[Opening Data for processing section]

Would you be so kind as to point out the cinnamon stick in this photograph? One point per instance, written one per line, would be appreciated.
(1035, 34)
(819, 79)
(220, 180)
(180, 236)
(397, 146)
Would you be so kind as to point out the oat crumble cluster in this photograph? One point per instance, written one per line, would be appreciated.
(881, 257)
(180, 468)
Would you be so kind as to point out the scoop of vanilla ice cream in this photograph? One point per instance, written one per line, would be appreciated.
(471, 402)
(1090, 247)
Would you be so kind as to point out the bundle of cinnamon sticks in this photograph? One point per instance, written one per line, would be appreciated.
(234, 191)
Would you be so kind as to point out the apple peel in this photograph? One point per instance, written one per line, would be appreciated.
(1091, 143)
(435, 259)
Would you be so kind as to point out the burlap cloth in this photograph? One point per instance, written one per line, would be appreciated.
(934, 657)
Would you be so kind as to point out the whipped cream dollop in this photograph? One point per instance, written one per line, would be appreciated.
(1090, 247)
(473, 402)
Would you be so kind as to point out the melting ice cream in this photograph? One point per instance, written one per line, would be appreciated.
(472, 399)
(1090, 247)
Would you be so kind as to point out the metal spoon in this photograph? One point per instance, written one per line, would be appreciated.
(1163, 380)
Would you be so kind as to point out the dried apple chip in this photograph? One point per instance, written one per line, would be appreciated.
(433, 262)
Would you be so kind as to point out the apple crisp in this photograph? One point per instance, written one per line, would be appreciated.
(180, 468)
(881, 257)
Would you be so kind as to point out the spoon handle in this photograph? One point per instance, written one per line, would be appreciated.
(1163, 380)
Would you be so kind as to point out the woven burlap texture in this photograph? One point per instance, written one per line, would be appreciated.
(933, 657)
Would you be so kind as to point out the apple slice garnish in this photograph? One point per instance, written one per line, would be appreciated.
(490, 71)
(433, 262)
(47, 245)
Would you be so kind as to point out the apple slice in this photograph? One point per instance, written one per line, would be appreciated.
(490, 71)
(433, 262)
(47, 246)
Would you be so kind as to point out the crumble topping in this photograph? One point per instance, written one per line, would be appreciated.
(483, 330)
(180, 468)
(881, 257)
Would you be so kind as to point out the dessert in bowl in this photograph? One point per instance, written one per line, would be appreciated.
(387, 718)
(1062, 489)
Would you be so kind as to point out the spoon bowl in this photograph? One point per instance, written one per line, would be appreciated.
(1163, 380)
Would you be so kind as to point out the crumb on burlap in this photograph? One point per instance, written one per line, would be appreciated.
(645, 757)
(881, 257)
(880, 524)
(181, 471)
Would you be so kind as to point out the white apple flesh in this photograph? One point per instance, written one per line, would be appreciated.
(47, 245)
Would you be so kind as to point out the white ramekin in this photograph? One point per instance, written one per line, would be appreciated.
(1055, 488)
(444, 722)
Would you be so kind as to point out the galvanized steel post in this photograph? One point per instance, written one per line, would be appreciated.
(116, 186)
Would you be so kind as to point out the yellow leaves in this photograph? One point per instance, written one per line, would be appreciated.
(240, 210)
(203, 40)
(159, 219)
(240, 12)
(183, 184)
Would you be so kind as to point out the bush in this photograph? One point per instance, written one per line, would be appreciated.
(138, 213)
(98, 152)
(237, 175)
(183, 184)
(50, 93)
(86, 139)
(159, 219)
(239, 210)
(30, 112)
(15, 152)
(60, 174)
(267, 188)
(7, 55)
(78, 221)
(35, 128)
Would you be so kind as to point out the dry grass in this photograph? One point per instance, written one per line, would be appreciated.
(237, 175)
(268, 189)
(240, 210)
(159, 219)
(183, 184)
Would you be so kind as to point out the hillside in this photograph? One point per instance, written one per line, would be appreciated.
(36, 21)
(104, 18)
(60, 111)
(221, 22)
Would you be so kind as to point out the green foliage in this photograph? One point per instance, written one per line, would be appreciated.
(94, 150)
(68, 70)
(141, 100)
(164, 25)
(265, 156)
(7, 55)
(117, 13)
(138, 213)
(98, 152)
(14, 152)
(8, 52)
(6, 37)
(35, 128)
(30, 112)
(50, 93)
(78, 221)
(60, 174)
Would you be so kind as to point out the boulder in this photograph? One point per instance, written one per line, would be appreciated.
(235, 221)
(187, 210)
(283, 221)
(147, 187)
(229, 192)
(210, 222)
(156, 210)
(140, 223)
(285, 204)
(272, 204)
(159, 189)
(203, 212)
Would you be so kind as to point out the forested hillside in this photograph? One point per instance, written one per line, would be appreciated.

[Closing Data for processing section]

▶ **Action item**
The entries need to be set down again in full, with no word changed.

▶ **Answer for the task**
Would you be so kind as to point out the cinnamon stick in this photograph? One point per instance, written one per line, would be appreciated.
(1035, 34)
(819, 79)
(220, 180)
(180, 236)
(397, 146)
Would you be so kind as to point out the oat crumble cluster in this photograph? One point per instance, written one per line, would be appreciated.
(881, 257)
(180, 468)
Would you be so kind as to point out the scoop of vanilla ice cream in this photograph? One point per instance, written one per line, would be appreciated.
(471, 402)
(1090, 247)
Would you be so kind as to point out the bundle of cinnamon sticks in this photograph? One point per instance, written one per line, would be appreciated.
(234, 191)
Would you be so kind as to point out the apple peel in this photograph? One point per instance, written one per line, would be appreciated.
(1091, 143)
(435, 259)
Would you be so kind as to point out the burlap cloth in this photograph? One point per instance, written one per line, would be appreciated.
(934, 657)
Would you be so kind as to point out the whipped cream dollop in this photograph? One point per instance, written one per line, would be appreciated.
(1090, 247)
(473, 402)
Would you be so kind as to point out the melting ice cream in this photograph? One point per instance, written one per line, would be appreciated.
(472, 399)
(1090, 247)
Would you be so kind as to point out the metal spoon in this photograph? One point per instance, written one per line, would be appreciated.
(1163, 380)
Would you be so kind as to point out the dried apple chip in this photograph? One point per instance, written one per line, would be appreciated.
(433, 262)
Would you be so kind as to point out the apple crisp in this photograph? One point per instance, written one per line, would be appreciated.
(180, 468)
(881, 257)
Would you be so kind as to point out the spoon handle in this photograph? One point per instance, written one per line, would be appreciated.
(1163, 380)
Would you be so kind as to point out the woven burlap texture in this photograph? One point per instance, written one per line, would be appreciated.
(933, 657)
Would you be so kind as to point out the apple slice garnish in this photograph? One point per instance, written one per line, would be appreciated.
(490, 71)
(433, 262)
(47, 245)
Would you be so kind as to point out the apple slice in this photograph? One point per instance, written one per line, would be appreciated.
(490, 71)
(433, 262)
(47, 246)
Would you be so kind as to point out the crumble topping in this photograph? One point per instance, written one per line, would be appreciated.
(483, 330)
(180, 468)
(881, 257)
Would you be so kind as to point out the dessert in bowl in this photograph? One point per instance, written one per line, would be appreciated.
(387, 718)
(1062, 489)
Would you be so kind as to point out the spoon bowl in this photograph? One point per instance, written one per line, would be appreciated.
(1163, 380)
Would you be so kind as to point out the crumb on burlap in this photograph? One point per instance, written one per line, would be appreciated.
(645, 757)
(881, 257)
(880, 524)
(181, 471)
Would you be so kind as to point out the white apple flesh in this photograph? One point per instance, written one per line, would be appreciated.
(47, 245)
Would you be so kind as to point out the white ramekin in this photograph? One point per instance, written one per line, would be appreciated.
(1055, 488)
(444, 722)
Would you be so kind as to point out the galvanized steel post in this photograph? One point per instance, written one per line, would be appreciated.
(116, 186)
Would you be so kind as to point out the yellow leaves in this photograph? One point per instance, written one per line, would be appreciated.
(240, 210)
(203, 40)
(159, 219)
(240, 12)
(183, 184)
Would you be so kind as to point out the bush in this photograph? One point per instance, written one per line, would be appreciated.
(138, 213)
(98, 152)
(237, 175)
(183, 184)
(50, 93)
(86, 139)
(159, 219)
(239, 210)
(30, 112)
(15, 152)
(60, 174)
(267, 188)
(7, 55)
(78, 221)
(35, 128)
Would you be so kind as to point out the dry grass in this photograph? One point per instance, written one per line, would be appreciated.
(237, 175)
(268, 189)
(240, 210)
(159, 219)
(183, 184)
Would you be so kind as to point out the hillside in this photograph? One point per instance, written one per line, would be appreciated.
(36, 21)
(104, 18)
(60, 111)
(221, 22)
Would you be so kind as to point out the green foliage in this photograph? One point per instance, written one per line, would be appreciated.
(94, 150)
(68, 70)
(141, 100)
(164, 25)
(265, 156)
(7, 55)
(117, 13)
(138, 213)
(98, 152)
(14, 152)
(8, 52)
(6, 37)
(35, 128)
(30, 112)
(50, 93)
(78, 221)
(60, 174)
Would you be so kind as to point out the boulder in this photograph? One point per instance, written one per line, would be appreciated.
(235, 221)
(187, 210)
(283, 221)
(147, 187)
(229, 192)
(210, 222)
(156, 210)
(140, 223)
(285, 204)
(272, 204)
(159, 189)
(203, 212)
Would you be so kind as to point out the forested hillside in this photograph? One point per instance, written one per line, would be appreciated.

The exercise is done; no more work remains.